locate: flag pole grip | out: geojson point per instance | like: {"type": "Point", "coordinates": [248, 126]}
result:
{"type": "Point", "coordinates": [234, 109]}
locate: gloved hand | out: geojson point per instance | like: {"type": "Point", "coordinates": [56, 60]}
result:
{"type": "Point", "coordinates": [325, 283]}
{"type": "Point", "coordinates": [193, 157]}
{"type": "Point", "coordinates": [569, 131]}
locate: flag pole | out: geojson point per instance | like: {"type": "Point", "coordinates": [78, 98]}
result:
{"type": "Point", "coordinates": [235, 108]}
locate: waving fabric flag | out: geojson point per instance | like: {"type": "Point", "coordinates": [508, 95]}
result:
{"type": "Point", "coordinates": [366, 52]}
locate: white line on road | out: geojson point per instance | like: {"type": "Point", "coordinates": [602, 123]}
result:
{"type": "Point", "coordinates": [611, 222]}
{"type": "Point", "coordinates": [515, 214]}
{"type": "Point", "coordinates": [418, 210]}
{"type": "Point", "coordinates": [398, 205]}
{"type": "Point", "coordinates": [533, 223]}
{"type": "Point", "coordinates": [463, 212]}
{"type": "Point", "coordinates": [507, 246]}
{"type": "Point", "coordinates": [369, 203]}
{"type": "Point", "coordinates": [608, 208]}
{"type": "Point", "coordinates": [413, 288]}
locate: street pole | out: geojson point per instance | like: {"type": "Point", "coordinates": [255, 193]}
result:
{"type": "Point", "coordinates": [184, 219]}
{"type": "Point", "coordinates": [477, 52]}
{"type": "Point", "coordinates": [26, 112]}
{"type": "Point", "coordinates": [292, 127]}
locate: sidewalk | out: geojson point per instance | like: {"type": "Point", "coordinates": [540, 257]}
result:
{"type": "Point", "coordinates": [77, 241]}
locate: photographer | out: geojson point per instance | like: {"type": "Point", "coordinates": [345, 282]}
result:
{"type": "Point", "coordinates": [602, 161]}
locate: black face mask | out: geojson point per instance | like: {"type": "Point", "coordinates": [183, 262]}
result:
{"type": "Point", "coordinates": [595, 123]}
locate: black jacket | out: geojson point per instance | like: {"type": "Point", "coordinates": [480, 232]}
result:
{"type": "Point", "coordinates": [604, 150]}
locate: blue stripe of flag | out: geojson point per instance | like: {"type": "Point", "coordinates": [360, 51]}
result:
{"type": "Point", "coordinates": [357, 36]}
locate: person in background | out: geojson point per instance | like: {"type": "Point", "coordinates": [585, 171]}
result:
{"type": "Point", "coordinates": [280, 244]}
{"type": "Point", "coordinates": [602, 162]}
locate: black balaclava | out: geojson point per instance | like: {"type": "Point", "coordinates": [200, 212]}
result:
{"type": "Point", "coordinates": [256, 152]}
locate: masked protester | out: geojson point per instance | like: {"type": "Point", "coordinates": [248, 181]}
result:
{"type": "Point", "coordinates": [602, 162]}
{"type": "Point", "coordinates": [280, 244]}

□ □ □

Reproduce every one of the items above verbatim, keeping their original order.

locate: flag pole grip | out: geojson point per instance | like: {"type": "Point", "coordinates": [248, 126]}
result:
{"type": "Point", "coordinates": [234, 109]}
locate: gloved hand | out: geojson point per instance | like: {"type": "Point", "coordinates": [56, 60]}
result:
{"type": "Point", "coordinates": [325, 283]}
{"type": "Point", "coordinates": [193, 157]}
{"type": "Point", "coordinates": [569, 131]}
locate: flag pole | out: geojson point per instance | like: {"type": "Point", "coordinates": [78, 98]}
result:
{"type": "Point", "coordinates": [235, 108]}
locate: waving fabric flag | out: geojson point per instance | like: {"type": "Point", "coordinates": [508, 95]}
result:
{"type": "Point", "coordinates": [366, 52]}
locate: white line on road | out: geojson point per instance | like: {"type": "Point", "coordinates": [602, 123]}
result:
{"type": "Point", "coordinates": [611, 222]}
{"type": "Point", "coordinates": [515, 214]}
{"type": "Point", "coordinates": [418, 210]}
{"type": "Point", "coordinates": [398, 205]}
{"type": "Point", "coordinates": [533, 223]}
{"type": "Point", "coordinates": [463, 212]}
{"type": "Point", "coordinates": [507, 246]}
{"type": "Point", "coordinates": [369, 203]}
{"type": "Point", "coordinates": [608, 208]}
{"type": "Point", "coordinates": [413, 288]}
locate: street pole | out: geojson point per instance | like: {"type": "Point", "coordinates": [255, 193]}
result:
{"type": "Point", "coordinates": [184, 219]}
{"type": "Point", "coordinates": [477, 52]}
{"type": "Point", "coordinates": [26, 112]}
{"type": "Point", "coordinates": [292, 127]}
locate: sidewalk | out: geojson point per instance | like: {"type": "Point", "coordinates": [540, 257]}
result:
{"type": "Point", "coordinates": [77, 241]}
locate: photographer | out: geojson point per instance | like: {"type": "Point", "coordinates": [345, 282]}
result:
{"type": "Point", "coordinates": [602, 161]}
locate: black face mask | out: geojson point per instance | like: {"type": "Point", "coordinates": [183, 262]}
result:
{"type": "Point", "coordinates": [595, 123]}
locate: black jacket | out: geojson point per instance | like: {"type": "Point", "coordinates": [480, 232]}
result:
{"type": "Point", "coordinates": [604, 150]}
locate: blue stripe of flag | out: geojson point per instance | like: {"type": "Point", "coordinates": [360, 51]}
result:
{"type": "Point", "coordinates": [357, 36]}
locate: person in background | out: geojson point per instance | like: {"type": "Point", "coordinates": [585, 171]}
result:
{"type": "Point", "coordinates": [280, 244]}
{"type": "Point", "coordinates": [602, 162]}
locate: black balaclava | out: geojson point per instance | like: {"type": "Point", "coordinates": [200, 212]}
result:
{"type": "Point", "coordinates": [256, 152]}
locate: masked protester | out: geojson point per instance | like: {"type": "Point", "coordinates": [248, 181]}
result:
{"type": "Point", "coordinates": [602, 162]}
{"type": "Point", "coordinates": [280, 244]}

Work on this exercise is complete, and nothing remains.